PROBLEM TO SOLVE ::
Give back the full data character for character.

Recorded data:
--------------------------------

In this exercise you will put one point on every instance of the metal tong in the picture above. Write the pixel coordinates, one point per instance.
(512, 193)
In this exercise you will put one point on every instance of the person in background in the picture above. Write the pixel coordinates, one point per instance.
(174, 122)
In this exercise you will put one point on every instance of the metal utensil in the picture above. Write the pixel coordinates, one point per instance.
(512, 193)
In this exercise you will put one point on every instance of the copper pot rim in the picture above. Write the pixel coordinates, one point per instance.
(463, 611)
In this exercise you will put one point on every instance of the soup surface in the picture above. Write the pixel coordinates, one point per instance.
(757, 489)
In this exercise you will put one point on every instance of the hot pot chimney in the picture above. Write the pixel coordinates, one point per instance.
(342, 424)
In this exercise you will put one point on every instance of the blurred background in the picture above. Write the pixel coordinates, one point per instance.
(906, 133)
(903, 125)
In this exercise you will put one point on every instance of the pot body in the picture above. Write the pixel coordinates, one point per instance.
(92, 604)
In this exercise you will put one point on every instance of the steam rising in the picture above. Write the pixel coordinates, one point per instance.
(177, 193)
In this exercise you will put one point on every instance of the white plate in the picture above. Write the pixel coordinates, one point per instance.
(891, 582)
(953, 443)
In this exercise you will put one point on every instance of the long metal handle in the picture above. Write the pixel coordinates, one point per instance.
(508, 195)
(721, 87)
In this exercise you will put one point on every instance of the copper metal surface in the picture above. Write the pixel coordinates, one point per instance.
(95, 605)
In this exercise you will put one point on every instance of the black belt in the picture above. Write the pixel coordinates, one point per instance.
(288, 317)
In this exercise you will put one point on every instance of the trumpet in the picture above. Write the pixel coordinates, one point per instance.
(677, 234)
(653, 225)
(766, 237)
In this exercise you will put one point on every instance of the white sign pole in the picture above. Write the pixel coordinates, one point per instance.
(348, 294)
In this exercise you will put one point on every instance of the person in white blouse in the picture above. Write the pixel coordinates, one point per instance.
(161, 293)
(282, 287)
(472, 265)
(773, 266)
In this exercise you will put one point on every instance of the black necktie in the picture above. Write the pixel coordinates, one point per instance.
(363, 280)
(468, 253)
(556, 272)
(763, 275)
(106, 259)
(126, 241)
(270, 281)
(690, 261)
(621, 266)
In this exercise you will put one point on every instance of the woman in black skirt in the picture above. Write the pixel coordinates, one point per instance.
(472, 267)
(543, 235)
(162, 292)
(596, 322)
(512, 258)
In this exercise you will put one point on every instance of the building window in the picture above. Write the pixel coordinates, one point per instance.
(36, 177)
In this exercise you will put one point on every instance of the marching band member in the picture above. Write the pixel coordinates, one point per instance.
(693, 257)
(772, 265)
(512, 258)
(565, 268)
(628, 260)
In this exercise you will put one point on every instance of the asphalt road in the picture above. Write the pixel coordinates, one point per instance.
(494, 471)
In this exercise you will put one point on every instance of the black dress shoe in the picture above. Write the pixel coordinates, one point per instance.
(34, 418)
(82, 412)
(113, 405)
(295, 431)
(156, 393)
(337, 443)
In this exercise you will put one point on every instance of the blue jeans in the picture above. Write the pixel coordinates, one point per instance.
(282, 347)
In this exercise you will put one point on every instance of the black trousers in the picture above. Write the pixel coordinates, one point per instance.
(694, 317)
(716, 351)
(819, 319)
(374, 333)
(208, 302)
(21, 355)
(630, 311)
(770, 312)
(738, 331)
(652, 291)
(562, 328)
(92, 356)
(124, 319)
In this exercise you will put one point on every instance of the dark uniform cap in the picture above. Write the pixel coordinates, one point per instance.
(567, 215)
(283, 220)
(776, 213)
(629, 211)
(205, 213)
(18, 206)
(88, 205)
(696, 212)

--------------------------------

EXERCISE RESULT ::
In this exercise you will put one point on every instance of the metal tong in the picture above. Write the pixel coordinates, one point per instance.
(512, 193)
In this exercise you will put one point on every instance of the person in background in the picture above. Write the pixel coordinates, one point per instance.
(174, 122)
In this exercise you will put one point on every instance of the metal utensil in the picture above. Write the pixel coordinates, one point per instance.
(512, 193)
In this exercise you will put one point on every instance of the copper pot rim in the picture above. Write the pixel coordinates, one point per instance.
(463, 611)
In this exercise you will put one point on every instance of the soup surface in the picture above. Write the pixel coordinates, one point per instance.
(757, 489)
In this exercise you will put one point on every instance of the hot pot chimney in the picture above. Write the pixel coordinates, one point per instance.
(342, 424)
In this exercise you will put one point on every instance of the blurred background in the picture above. Write the pixel coordinates, one point per instance.
(906, 133)
(903, 125)
In this exercise you will put one point on every instance of the pot body in the picture above. Write the pixel coordinates, one point per instance.
(92, 604)
In this exercise you will put one point on every instance of the steam rising in the picture above. Write the pixel coordinates, one point per instance.
(177, 193)
In this exercise you will put one point on every instance of the white plate in the picture above. Write the pixel coordinates, one point per instance.
(891, 582)
(953, 443)
In this exercise you will put one point on every instance of the long metal handle in the picture above. Write the pixel coordinates, one point per instance.
(508, 195)
(721, 87)
In this exercise you will put one point on every instance of the copper metal surface in the picture above. Write the pixel coordinates, one point per instance.
(95, 605)
In this exercise you will put one point on every instance of the black belt in the picture above. Write the pixel coordinates, one point per instance.
(288, 317)
In this exercise you will put one point on every instance of the trumpet in the picture above. Write the pixel coordinates, one point per instance.
(677, 234)
(653, 225)
(766, 237)
In this exercise you will put one point on every instance of the white sign pole in the picture above. Write the pixel coordinates, one point per instance.
(348, 294)
In this exercise you will put one point on every instance of the person in white blouse in the picture above. Write the pixel coordinates, one point per instance.
(161, 293)
(282, 287)
(472, 265)
(773, 266)
In this exercise you will put one point on every instance of the black necktie in the picture above. Write the pixel coordinates, one point per instance.
(363, 280)
(468, 253)
(556, 272)
(763, 275)
(106, 259)
(126, 241)
(270, 281)
(690, 261)
(621, 266)
In this exercise you will put one point on every instance of the woman in black skirt in the picture above. Write the pixel coordinates, one point per instance.
(472, 267)
(543, 235)
(162, 292)
(596, 322)
(512, 258)
In this exercise you will put one point on every instance of the building window in the picture above. Write the pixel coordinates, one point per instance.
(36, 177)
In this exercise you will put one point on every instance of the marching band member in the picture above. Write the pixel coordinates, one point per instance.
(693, 257)
(772, 265)
(512, 258)
(565, 268)
(628, 260)
In this exercise you will put one point on every instance of the asphalt road in the picture above. Write the pixel coordinates, one point per instance.
(494, 471)
In this exercise you will put one point on every instance of the black dress shoe in the picture above. Write the pixel coordinates, one point per instance.
(34, 418)
(82, 412)
(113, 405)
(295, 431)
(156, 393)
(337, 443)
In this exercise you will put one point on every instance of the blue jeans in the picture above. Write the pixel coordinates, one point per instance.
(282, 347)
In this exercise you will put one point on every instance of the black trousers in the picture above. Write the pixel coordinates, one point per instance.
(694, 317)
(716, 351)
(819, 319)
(374, 333)
(208, 302)
(21, 355)
(630, 311)
(770, 312)
(738, 331)
(652, 291)
(562, 328)
(92, 356)
(124, 319)
In this exercise you will put one point on every instance of the dark uniform cap in the picture above. Write the pixel coordinates, one point per instance.
(567, 215)
(283, 220)
(776, 213)
(629, 211)
(205, 213)
(18, 206)
(88, 205)
(696, 212)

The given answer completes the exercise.